* **INSTRUCTIONS**:
(a) Decide whether each statement agrees with the Jenny Bayliss interview, answering yes or no and quoting the exact words of the interview that settle it: (i) Jenny Bayliss began a part-time degree at age 39; (ii) A Season for Second Chances is published by The Madeleine Milburn Literary Agency; (iii) she came up with the idea for A Season for Second Chances after her debut novel had been published.
(b) Please continue the Jenny Bayliss interview, picking up after its final sentence.

───── GIVEN TEXT ─────

Jenny Bayliss lives in a small seaside town in Kent, England, with her husband; their children having left home for big adventures. She went to university aged 39 to study part-time for a degree in Creative and Professional Writing, whilst she continued to work as a baker. She now writes for a living. She loves reading books, listening to books, and writing books. She likes long walks, baking days, and is obsessed with stationery.
Jenny doesn’t believe in saving things for best and shamelessly wears party dresses to the supermarket. She keeps a small wand in her handbag for luck and is rarely seen without her beloved Dr Martin boots; her husband always hoped they were a phase she’d eventually grow out of. You can find her on Twitter and Instagram.
In this post, Jenny discusses the process of writing her new romance novel, A Season for Second Chances, the importance of showcasing female characters over 40, and more!
Name: Jenny Bayliss
Literary agent: Hayley Steed at The Madeleine Milburn Literary Agency
Book title: A Season for Second Chances
Publisher: G.P. Putnam’s Sons
Release date: October 19 2021
Genre/category: Contemporary Romance
Previous titles: The Twelve Dates of Christmas
Elevator pitch for the book: When Annie Sharpe’s patience with her unfaithful husband finally runs out, she leaves him and her restaurant business behind. She finds herself—literally and metaphorically—in a small seaside village with big characters and discovers that life and love doesn’t stop after 40. On the contrary, it’s alive and kicking!
What prompted you to write this book?
Despite inroads being made, we still live in a society where women over 40 are often perceived as being “over the hill” and dismissed to a role of supporting actress in their own lives. This is of course ludicrous because women don’t stop being sexy and vital and interesting when they reach middle age. If anything, those attributes are enhanced, because with age comes a deeper self-confidence and sense of knowing exactly what we want (I speak as woman in her late 40s).
I wanted to write a story about a woman in her 40s starting over, one with grown-up children and business success, and all the wisdom and baggage that an older character would carry with them. And to show her journey as she discovers that she is still the leading lady in her own life, and that love, happiness, and fulfillment are there for the taking, even with laugh lines and slightly saggy boobs!
How long did it take to go from idea to publication? And did the idea change during the process?
I had the idea for A Season for Second Chances whilst I was still editing my debut novel, The Twelve Dates of Christmas. So I made a few notes and let it marinate until I had time to get to it. I would say from starting to write it to publication was about 18 months.

───── RECORDED DATA ─────

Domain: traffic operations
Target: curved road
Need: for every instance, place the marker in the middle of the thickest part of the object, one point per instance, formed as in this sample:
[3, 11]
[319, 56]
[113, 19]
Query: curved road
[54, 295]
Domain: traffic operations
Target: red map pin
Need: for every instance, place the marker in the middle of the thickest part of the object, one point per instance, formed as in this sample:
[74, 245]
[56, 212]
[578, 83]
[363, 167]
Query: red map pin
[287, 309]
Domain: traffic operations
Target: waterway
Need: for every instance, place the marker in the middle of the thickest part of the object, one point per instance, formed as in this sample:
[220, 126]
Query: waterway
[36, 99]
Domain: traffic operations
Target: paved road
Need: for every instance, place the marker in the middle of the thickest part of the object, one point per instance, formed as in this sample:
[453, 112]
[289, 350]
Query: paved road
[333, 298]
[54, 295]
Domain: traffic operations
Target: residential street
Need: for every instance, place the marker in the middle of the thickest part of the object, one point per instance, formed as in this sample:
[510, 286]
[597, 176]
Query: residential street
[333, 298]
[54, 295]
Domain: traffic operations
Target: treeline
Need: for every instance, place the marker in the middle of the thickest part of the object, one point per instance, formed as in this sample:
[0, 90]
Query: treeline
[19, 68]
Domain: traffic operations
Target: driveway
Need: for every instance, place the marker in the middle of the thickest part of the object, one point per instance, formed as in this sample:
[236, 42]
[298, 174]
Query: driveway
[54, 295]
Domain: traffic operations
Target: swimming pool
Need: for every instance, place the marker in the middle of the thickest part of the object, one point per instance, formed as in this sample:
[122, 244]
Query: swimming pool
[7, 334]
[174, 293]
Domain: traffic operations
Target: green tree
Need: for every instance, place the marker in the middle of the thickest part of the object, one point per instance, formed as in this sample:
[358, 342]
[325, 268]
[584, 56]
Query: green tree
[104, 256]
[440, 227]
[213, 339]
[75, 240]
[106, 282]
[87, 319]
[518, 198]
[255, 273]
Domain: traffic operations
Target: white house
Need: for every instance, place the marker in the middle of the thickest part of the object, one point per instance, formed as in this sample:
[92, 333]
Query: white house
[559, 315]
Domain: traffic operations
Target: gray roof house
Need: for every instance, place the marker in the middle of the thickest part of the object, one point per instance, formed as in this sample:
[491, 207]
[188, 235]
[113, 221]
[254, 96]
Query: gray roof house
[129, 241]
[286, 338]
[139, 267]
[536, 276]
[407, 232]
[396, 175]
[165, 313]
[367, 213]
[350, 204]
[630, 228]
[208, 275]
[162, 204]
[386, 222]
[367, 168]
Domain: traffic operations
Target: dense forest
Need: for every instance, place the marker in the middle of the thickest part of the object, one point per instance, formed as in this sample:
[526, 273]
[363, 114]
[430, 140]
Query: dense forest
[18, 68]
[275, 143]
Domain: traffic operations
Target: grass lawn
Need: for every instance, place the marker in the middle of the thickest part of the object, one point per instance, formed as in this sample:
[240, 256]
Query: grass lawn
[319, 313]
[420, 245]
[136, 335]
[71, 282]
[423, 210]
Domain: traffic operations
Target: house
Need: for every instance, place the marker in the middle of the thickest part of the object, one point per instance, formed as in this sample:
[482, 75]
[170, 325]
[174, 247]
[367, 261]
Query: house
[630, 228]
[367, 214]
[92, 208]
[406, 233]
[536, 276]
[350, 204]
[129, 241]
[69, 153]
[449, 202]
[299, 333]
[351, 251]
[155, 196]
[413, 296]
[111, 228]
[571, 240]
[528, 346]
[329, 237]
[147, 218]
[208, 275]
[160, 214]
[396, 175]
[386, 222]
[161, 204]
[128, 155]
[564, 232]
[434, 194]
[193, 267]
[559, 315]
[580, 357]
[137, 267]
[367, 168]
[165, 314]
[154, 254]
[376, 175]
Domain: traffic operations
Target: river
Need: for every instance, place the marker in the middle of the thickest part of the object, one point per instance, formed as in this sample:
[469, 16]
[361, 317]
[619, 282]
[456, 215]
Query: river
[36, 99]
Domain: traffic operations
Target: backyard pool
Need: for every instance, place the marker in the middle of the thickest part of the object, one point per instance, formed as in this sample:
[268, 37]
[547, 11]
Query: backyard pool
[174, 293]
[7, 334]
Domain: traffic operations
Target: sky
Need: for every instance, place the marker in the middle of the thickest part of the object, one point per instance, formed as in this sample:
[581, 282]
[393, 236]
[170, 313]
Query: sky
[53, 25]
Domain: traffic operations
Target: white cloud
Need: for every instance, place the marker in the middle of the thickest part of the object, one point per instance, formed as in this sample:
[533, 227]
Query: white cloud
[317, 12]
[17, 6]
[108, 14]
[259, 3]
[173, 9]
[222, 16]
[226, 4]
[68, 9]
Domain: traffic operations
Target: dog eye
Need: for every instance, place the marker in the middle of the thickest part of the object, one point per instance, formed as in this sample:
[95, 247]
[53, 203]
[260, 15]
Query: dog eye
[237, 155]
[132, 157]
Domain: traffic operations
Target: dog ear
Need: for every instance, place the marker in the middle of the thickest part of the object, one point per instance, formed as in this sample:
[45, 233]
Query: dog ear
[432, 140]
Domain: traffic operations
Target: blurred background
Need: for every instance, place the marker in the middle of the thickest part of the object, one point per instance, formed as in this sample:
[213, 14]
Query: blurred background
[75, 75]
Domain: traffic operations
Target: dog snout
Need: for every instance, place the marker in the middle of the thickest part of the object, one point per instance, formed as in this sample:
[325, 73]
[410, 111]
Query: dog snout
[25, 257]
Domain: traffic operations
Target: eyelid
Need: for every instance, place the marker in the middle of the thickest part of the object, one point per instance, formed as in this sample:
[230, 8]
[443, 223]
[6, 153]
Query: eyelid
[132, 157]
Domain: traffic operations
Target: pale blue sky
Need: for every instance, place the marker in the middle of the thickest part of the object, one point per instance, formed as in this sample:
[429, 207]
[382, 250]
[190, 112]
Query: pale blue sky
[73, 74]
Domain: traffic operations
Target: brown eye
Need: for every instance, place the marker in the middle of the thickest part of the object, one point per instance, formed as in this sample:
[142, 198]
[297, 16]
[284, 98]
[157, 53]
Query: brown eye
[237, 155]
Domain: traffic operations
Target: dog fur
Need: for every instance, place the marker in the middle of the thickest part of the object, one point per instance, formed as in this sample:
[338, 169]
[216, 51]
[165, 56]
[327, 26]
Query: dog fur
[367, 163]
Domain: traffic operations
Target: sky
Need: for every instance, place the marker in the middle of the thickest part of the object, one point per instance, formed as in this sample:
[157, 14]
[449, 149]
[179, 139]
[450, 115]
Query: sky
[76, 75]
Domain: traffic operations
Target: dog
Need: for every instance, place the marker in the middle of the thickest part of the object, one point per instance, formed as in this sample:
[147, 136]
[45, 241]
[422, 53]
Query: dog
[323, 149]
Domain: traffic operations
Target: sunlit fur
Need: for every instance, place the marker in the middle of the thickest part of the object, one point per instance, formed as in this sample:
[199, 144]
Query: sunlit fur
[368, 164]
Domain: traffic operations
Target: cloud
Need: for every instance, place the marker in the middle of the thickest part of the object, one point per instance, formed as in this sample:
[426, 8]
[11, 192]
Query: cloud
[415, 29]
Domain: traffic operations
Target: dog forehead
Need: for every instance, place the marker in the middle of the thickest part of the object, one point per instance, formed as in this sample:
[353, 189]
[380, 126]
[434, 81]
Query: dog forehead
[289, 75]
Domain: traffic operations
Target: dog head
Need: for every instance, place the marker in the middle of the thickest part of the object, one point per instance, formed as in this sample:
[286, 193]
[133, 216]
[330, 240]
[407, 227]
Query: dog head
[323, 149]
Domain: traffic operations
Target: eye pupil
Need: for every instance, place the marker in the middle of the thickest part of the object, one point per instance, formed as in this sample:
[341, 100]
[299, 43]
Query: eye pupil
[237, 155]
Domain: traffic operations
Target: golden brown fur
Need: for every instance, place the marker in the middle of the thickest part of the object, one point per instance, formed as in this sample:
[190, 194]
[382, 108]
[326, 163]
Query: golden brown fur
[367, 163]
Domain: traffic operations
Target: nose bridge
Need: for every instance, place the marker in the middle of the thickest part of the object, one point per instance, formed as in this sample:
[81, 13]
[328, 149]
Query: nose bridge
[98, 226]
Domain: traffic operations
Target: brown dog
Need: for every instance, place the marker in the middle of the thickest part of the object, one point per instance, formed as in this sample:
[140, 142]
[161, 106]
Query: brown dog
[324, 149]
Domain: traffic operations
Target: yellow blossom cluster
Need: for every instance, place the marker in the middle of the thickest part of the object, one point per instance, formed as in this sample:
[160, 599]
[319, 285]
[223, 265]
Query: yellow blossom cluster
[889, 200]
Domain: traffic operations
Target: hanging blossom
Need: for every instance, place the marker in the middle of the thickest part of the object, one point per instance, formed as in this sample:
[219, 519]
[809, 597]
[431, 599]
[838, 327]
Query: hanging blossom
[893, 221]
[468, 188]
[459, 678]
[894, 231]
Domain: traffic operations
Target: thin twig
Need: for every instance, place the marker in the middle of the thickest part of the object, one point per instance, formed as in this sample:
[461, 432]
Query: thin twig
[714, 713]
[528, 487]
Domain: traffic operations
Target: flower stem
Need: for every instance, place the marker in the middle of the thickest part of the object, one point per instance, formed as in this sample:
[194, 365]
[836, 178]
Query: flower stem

─────

* **THE RESPONSES**:
(a)
(i) Yes: "She went to university aged 39 to study part-time for a degree in Creative and Professional Writing"
(ii) No: "Publisher: G.P. Putnam’s Sons"
(iii) No: "I had the idea for A Season for Second Chances whilst I was still editing my debut novel, The Twelve Dates of Christmas."

(b)
The basic idea—Annie striking out on her own in a seaside village and being conflicted by her past—remained a constant but the nuances of her relationships with the other characters, and the other characters themselves, shifted and changed as I got to know them better.
One character in particular had a much larger role in my original draft and affected the way the two main protagonists discovered each other. But my editor made me realize that her story was such a big tangent that it was in danger of making the whole manuscript feel unstable. So, I decided to pare back her role to tighten the overall story. Not everyone makes the cut.
Were there any surprises or learning moments in the publishing process for this title?
I am still very new to the publishing process, so I get surprised a lot!
Language is such a powerful tool and as we grow in our understanding of ourselves as humans and our history, we realize that some of the language we have been using every day for decades is inappropriate, and even potentially offensive.
One of my characters—an older lady—used two phrases which are considered harmless common language in the U.K.: “No can do” and “Long time, no see.” These were flagged by one of my editors as having originated from a mocking of the broken English of Chinese immigrants. Obviously, I had no idea and, of course, changed the phrasing immediately. But it just goes to show how easily insidious language hides itself in plain sight.
Were there any surprises in the writing process for this book?
I was so nervous whilst writing this book. It was my second novel and fraught with doubts like: Can I even write a second book? What if I’m a one hit wonder? What if people read this book and say, “Boy were we fooled, she totally can’t write!”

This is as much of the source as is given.